Exercise instructions -> Through the line with "For each instance of the stainless steel refrigerator, drop" and starting from the first line, return the records below word for word, with pictures left out.

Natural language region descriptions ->

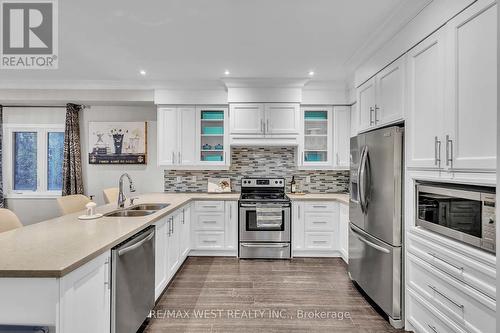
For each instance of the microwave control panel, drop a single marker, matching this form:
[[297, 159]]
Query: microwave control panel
[[488, 222]]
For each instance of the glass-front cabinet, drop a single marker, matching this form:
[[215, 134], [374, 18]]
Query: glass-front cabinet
[[316, 144], [213, 139]]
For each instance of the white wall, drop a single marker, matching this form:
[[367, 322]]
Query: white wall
[[147, 178]]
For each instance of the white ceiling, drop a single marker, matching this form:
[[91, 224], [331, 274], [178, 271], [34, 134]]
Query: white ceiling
[[110, 41]]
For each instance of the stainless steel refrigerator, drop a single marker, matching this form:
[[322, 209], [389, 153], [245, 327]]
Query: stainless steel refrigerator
[[375, 235]]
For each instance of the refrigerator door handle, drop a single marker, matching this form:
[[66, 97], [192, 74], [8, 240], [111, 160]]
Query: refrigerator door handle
[[362, 178], [360, 194], [371, 244]]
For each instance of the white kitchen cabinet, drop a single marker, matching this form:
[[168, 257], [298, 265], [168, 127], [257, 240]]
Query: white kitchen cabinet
[[173, 243], [316, 143], [231, 226], [85, 297], [365, 96], [390, 91], [470, 131], [212, 136], [214, 228], [161, 274], [344, 231], [176, 138], [193, 137], [270, 120], [341, 125], [381, 99], [282, 118], [426, 102], [247, 118], [185, 232], [315, 229]]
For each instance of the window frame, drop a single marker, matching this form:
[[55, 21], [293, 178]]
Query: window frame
[[42, 131]]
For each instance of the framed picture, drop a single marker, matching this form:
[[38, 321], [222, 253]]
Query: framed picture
[[117, 142]]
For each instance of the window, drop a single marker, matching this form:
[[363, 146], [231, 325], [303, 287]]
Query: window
[[33, 159]]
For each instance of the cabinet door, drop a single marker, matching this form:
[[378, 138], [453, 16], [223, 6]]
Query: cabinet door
[[213, 141], [85, 297], [341, 130], [168, 136], [366, 104], [390, 93], [173, 244], [471, 123], [425, 102], [231, 226], [185, 243], [344, 231], [160, 257], [298, 226], [186, 154], [282, 118], [316, 146], [246, 119]]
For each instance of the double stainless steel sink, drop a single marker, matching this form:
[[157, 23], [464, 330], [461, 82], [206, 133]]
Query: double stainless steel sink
[[137, 210]]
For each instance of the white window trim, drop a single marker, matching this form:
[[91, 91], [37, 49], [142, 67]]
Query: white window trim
[[8, 159]]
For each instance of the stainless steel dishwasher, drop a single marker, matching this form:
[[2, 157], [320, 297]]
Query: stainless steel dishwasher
[[132, 281]]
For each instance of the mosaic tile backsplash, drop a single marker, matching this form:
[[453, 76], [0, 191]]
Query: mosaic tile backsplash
[[260, 162]]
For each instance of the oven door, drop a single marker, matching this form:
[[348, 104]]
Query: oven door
[[450, 212], [250, 231]]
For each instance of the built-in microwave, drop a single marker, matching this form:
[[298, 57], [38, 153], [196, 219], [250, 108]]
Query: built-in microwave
[[462, 212]]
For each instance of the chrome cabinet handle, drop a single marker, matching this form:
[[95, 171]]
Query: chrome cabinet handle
[[458, 305], [461, 269], [437, 151], [433, 328], [449, 151]]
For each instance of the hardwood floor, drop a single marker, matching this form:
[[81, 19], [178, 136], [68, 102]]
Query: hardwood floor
[[230, 295]]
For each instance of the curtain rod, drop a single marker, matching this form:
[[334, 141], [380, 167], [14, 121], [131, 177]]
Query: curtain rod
[[40, 106]]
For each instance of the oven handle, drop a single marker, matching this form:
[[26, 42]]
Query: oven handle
[[265, 245]]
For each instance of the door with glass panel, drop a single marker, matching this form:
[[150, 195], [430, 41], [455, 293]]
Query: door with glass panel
[[317, 141], [213, 141]]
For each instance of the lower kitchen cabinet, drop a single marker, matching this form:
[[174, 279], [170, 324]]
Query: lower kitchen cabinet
[[85, 297], [315, 229], [451, 287], [214, 228]]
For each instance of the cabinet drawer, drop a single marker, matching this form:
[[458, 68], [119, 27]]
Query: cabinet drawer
[[466, 306], [425, 318], [209, 240], [321, 206], [319, 221], [208, 221], [446, 257], [319, 240], [212, 206]]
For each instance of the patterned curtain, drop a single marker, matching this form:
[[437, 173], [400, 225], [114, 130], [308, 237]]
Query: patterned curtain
[[72, 163], [2, 201]]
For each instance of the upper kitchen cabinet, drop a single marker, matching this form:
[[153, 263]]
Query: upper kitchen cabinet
[[324, 143], [425, 102], [247, 119], [193, 137], [381, 99], [453, 103], [213, 138], [277, 121], [470, 131]]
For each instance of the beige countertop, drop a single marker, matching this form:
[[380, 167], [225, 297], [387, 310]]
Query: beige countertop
[[56, 247]]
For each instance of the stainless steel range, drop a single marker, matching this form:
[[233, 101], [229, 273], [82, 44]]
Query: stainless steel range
[[264, 219]]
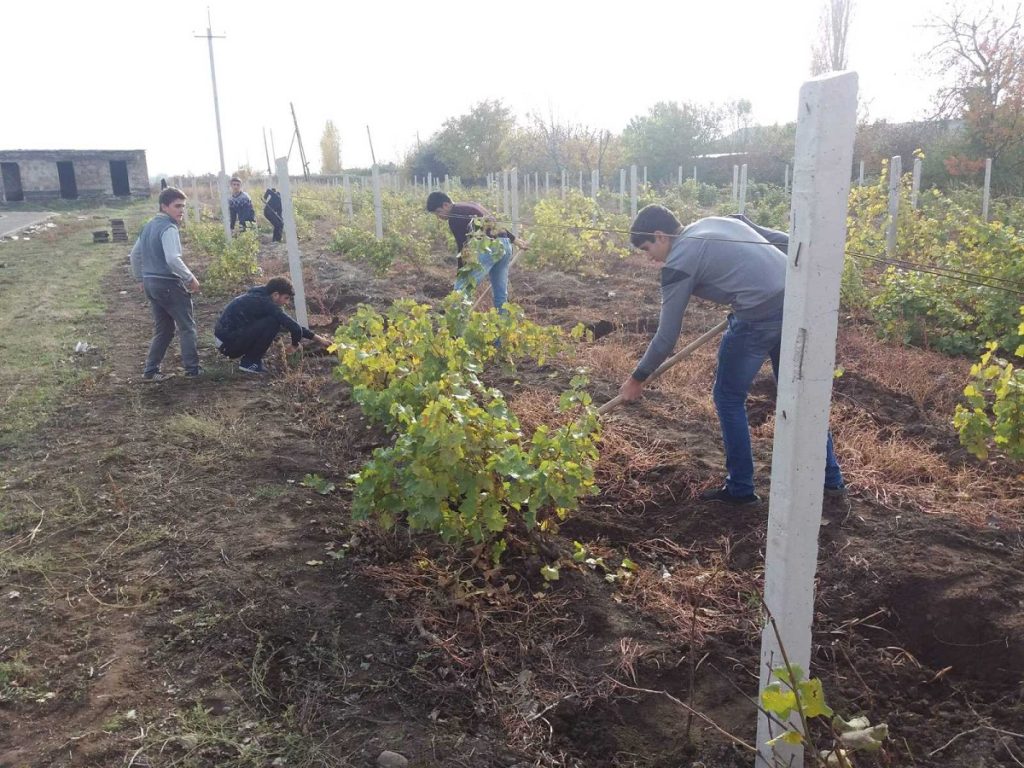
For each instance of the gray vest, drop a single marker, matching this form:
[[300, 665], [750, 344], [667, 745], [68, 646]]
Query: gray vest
[[154, 258]]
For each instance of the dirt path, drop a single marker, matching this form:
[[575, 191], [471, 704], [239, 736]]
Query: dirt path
[[173, 596], [13, 222]]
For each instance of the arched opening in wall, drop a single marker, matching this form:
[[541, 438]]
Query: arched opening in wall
[[66, 172], [119, 178], [11, 176]]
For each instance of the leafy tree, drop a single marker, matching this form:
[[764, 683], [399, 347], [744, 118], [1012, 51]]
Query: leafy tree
[[985, 59], [476, 143], [426, 159], [828, 53], [551, 145], [331, 148], [668, 134]]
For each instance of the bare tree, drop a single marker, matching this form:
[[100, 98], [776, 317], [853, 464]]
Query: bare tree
[[828, 54], [331, 148], [984, 57]]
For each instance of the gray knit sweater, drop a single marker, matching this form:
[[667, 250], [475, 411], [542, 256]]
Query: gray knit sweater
[[725, 260]]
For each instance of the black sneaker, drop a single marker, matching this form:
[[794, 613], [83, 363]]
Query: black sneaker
[[723, 495], [252, 368]]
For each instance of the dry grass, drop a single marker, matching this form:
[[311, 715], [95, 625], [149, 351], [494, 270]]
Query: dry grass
[[932, 381], [501, 646], [900, 472], [693, 594]]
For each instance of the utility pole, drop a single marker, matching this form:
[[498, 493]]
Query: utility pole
[[302, 153], [378, 203], [269, 168], [222, 179]]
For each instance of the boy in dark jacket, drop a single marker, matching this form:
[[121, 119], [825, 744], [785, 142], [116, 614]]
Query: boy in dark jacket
[[251, 322], [272, 211], [240, 206], [495, 261]]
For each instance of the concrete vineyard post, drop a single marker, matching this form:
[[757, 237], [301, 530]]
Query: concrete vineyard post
[[915, 187], [987, 189], [895, 172], [741, 205], [633, 192], [292, 243], [378, 205], [825, 128]]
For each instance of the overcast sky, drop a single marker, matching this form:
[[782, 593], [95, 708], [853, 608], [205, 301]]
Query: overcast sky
[[129, 74]]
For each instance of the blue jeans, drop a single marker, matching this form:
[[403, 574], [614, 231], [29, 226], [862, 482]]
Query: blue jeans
[[743, 349], [172, 307], [495, 263]]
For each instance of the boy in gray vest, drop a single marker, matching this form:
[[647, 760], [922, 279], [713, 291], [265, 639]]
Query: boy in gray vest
[[156, 259]]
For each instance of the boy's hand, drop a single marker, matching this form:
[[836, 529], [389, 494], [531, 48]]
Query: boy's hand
[[631, 390]]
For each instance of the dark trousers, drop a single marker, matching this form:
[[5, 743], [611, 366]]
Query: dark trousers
[[251, 343], [171, 306], [279, 223]]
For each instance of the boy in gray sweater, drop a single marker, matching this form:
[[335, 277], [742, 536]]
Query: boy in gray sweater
[[728, 260], [156, 259]]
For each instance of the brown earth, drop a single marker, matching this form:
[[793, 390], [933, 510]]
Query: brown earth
[[173, 596]]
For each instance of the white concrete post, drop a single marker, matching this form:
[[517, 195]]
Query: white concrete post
[[515, 201], [895, 171], [987, 190], [378, 206], [292, 242], [346, 183], [915, 184], [225, 212], [196, 203], [742, 188], [825, 128], [633, 192]]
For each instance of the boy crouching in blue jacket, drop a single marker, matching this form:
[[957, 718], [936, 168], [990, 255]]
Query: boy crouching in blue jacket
[[251, 322]]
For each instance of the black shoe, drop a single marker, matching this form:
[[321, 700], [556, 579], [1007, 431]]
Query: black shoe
[[723, 495]]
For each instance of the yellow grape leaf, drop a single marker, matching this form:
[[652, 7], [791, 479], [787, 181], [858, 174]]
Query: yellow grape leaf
[[812, 696], [790, 737], [777, 699]]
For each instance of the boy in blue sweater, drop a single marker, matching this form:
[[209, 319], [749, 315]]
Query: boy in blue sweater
[[251, 322]]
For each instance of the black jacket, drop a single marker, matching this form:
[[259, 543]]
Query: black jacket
[[252, 306]]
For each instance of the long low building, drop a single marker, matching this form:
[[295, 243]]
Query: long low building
[[50, 174]]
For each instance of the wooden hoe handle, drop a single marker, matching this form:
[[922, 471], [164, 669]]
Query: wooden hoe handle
[[681, 354]]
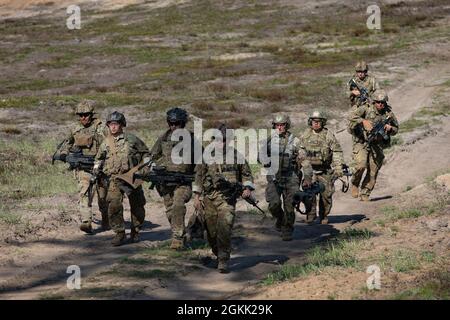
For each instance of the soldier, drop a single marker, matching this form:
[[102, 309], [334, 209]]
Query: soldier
[[86, 137], [286, 181], [119, 152], [175, 195], [369, 155], [326, 157], [364, 81], [221, 185]]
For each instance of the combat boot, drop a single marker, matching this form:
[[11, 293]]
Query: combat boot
[[177, 244], [86, 226], [355, 191], [223, 266], [119, 239], [364, 197]]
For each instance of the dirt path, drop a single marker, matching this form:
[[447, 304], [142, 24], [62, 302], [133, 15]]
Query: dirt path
[[39, 267]]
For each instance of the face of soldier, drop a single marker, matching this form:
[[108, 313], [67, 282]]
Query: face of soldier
[[85, 119], [361, 74], [115, 128], [379, 105], [281, 127], [175, 125], [316, 125]]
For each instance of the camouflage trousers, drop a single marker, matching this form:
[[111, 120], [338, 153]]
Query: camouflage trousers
[[83, 185], [114, 198], [175, 199], [369, 159], [325, 198], [219, 217], [284, 211]]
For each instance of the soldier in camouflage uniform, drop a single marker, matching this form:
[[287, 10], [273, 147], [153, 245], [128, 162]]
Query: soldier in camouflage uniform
[[362, 79], [370, 156], [286, 181], [119, 152], [326, 157], [175, 195], [87, 137], [217, 184]]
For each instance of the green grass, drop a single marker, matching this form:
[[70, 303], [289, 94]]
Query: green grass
[[340, 252], [412, 124], [153, 273], [393, 214]]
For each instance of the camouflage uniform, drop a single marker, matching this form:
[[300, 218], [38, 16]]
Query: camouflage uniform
[[220, 201], [88, 140], [284, 184], [120, 154], [175, 195], [365, 156], [369, 82], [326, 157]]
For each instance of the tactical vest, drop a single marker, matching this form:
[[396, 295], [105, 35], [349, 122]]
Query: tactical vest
[[88, 139], [165, 160], [317, 149]]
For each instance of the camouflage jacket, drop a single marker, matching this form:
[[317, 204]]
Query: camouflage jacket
[[369, 83], [121, 153], [161, 153], [292, 157], [322, 149], [86, 139], [370, 112], [222, 177]]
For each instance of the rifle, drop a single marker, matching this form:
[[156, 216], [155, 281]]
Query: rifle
[[159, 175], [77, 160], [378, 131], [306, 197], [364, 94]]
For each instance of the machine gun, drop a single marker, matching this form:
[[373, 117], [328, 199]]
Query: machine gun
[[378, 132], [306, 197], [364, 94]]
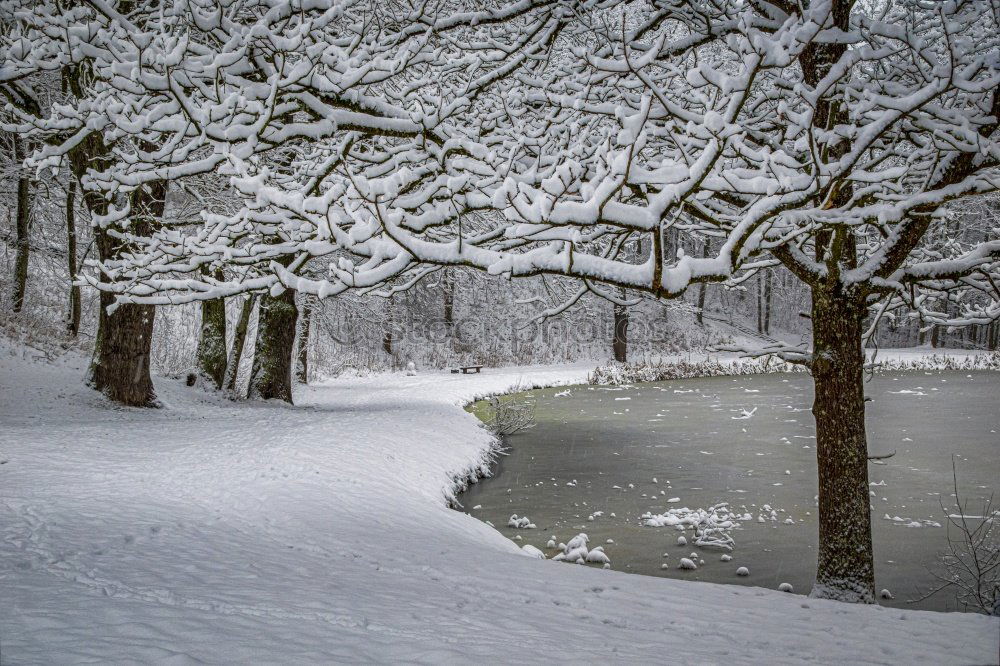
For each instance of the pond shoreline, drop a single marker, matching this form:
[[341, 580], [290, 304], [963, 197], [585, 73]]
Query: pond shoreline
[[472, 495]]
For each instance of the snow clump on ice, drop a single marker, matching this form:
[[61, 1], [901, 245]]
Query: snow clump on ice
[[711, 526], [576, 551]]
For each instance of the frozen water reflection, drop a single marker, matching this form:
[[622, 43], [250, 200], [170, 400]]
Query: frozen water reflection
[[602, 457]]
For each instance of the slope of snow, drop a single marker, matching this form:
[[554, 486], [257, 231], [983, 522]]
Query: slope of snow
[[209, 531]]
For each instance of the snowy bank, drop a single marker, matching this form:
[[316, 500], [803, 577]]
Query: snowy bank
[[220, 532]]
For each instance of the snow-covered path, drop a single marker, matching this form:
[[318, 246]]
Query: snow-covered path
[[217, 532]]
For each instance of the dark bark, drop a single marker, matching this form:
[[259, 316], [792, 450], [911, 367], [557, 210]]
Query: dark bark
[[845, 568], [211, 356], [239, 339], [305, 316], [387, 333], [73, 321], [449, 302], [703, 287], [120, 365], [23, 226], [760, 302], [271, 376], [619, 342], [767, 303]]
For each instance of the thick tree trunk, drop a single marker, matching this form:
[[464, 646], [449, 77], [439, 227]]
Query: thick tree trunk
[[73, 320], [302, 368], [239, 339], [387, 332], [120, 365], [767, 302], [449, 302], [272, 364], [211, 356], [619, 342], [703, 288], [845, 568], [23, 227], [760, 302]]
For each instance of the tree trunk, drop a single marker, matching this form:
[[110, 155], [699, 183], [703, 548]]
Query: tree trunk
[[619, 343], [120, 365], [23, 228], [767, 302], [211, 356], [239, 339], [302, 369], [73, 321], [387, 332], [703, 288], [271, 376], [845, 569], [760, 303], [449, 302]]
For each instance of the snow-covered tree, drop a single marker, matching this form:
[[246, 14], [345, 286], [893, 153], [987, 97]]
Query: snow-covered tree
[[582, 140], [829, 138]]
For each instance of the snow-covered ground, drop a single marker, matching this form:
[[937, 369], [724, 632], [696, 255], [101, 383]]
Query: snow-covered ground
[[210, 531]]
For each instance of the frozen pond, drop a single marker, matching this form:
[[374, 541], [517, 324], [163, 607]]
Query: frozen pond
[[747, 441]]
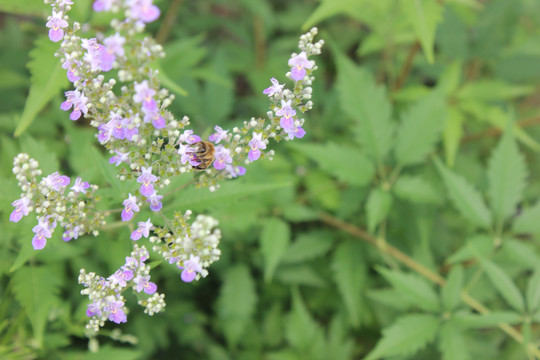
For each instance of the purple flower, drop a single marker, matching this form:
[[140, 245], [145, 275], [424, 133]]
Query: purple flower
[[143, 10], [143, 230], [130, 205], [188, 137], [191, 268], [21, 209], [299, 64], [276, 88], [219, 135], [56, 181], [143, 283], [155, 201], [56, 25], [223, 157], [80, 186], [146, 179], [78, 101], [255, 144], [42, 232]]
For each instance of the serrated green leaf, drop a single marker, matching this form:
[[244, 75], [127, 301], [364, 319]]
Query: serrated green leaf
[[423, 16], [378, 205], [465, 198], [451, 292], [415, 189], [413, 287], [47, 79], [274, 241], [452, 342], [406, 336], [36, 289], [504, 284], [528, 221], [419, 128], [533, 291], [236, 303], [506, 174], [344, 162], [350, 276], [367, 103]]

Response to this task ->
For each instance of the microwave control panel, drop a single marker, matching this form:
[[297, 159]]
Query: microwave control panel
[[488, 222]]
For each instance of the glass-front cabinet, drop a single marker, matching this form:
[[215, 134], [374, 18]]
Query: glass-front cabinet
[[316, 144], [213, 139]]
For each instance of the white wall, drop a single marker, matching this form:
[[367, 322]]
Query: white wall
[[147, 178]]
For each instance of the white ceiling, drop a single marker, matching this form:
[[91, 224], [331, 274], [178, 271], [34, 134]]
Query: white ceiling
[[110, 41]]
For each instance of the stainless steel refrigerator, drop a single marker, matching this form:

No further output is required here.